- KUTIPAN PILIHAN:
__________
Medan, Mediasumutku.com– Selama 18 tahun terakhir atau sejak 2001 hingga 2018, Provinsi Sumatera Utara telah kehilangan hutan seluas 345.000 hektar (ha) yang diperuntukan untuk berbagai aktifitas manusia, seperti perkebunan.
Namun di dalam jangka waktu yang sama, pertumbuhan ekonomi Sumatera Utara hanya berkisar empat sampai lima persen saja.
Hal ini dikatakan Senior Direktur Terresterial Conservation International (CI) Indonesia Nassat Idris kepada Gubernur Sumatera Utara (Gubsu) Edy Rahmayadi di kantor Gubernur Jalan Diponegoro Medan, Rabu (21/8/2019).
CI Indonesia adalah organisasi nirlaba yang bekerja di Indonesia sejak tahun 1991. CI bergerak di bidang konservasi sumber daya alam darat dan laut.
Dalam pertemuan itu Gubernur didampingi oleh Asisten Administrasi Umum dan Aset Muhamad Fitriyus dan sejumlah pimpinan organisasi perangkat daerah (OPD) Pemprov Sumut.
Sementara Nassat Idris didampingi oleh perwakilan CI Indonesia seperti Ketut Sarjana Putra (Vice President), Iman Santoso (Senior Policy Advisor), Bharaty (Program Manager Sumatera Utara), dan Hetty Tambunan (Communication & Outreach).
Nassat menyebutkan, dari berbagai parameter berbasiskan multicriteria analysis, sekitar 40,3 persen dari luas wilayah Sumatera Utara merupakan daerah dengan sensitivitas tinggi secara ekologis.
__________
- DATA YANG DIBERIKAN:
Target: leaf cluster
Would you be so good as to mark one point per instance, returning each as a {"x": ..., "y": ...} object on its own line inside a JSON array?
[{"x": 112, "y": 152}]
__________
- LATIHAN SINGKAT 1: Cetak bagian dari kutipan tentang hutan Sumatera Utara, mulai dari "Namun di dalam" sampai dengan "Medan, Rabu (21/8/2019).".
- LATIHAN SINGKAT 2: Tentukan apakah setiap pernyataan berikut sesuai dengan kutipan tentang hutan Sumatera Utara, lalu jawab ya atau tidak dengan menyertakan kata-kata penentu dari kutipan itu tanpa perubahan: (a) Sumatera Utara kehilangan hutan seluas 345.000 hektar dari 2001 hingga 2018; (b) CI Indonesia mulai bekerja di Indonesia pada tahun 2001; (c) pertemuan itu berlangsung di kantor Gubernur di Jalan Diponegoro Medan.
- LATIHAN SINGKAT 3: Sebutkan berapa persen luas wilayah Sumatera Utara yang merupakan daerah dengan sensitivitas tinggi secara ekologis menurut kutipan tentang hutan Sumatera Utara.

- JAWABAN LENGKAP 1:
Namun di dalam jangka waktu yang sama, pertumbuhan ekonomi Sumatera Utara hanya berkisar empat sampai lima persen saja.
Hal ini dikatakan Senior Direktur Terresterial Conservation International (CI) Indonesia Nassat Idris kepada Gubernur Sumatera Utara (Gubsu) Edy Rahmayadi di kantor Gubernur Jalan Diponegoro Medan, Rabu (21/8/2019).

- JAWABAN LENGKAP 2:
(a) Ya: "sejak 2001 hingga 2018, Provinsi Sumatera Utara telah kehilangan hutan seluas 345.000 hektar (ha)"
(b) Tidak: "bekerja di Indonesia sejak tahun 1991"
(c) Ya: "di kantor Gubernur Jalan Diponegoro Medan"

- JAWABAN LENGKAP 3: Sekitar 40,3 persen.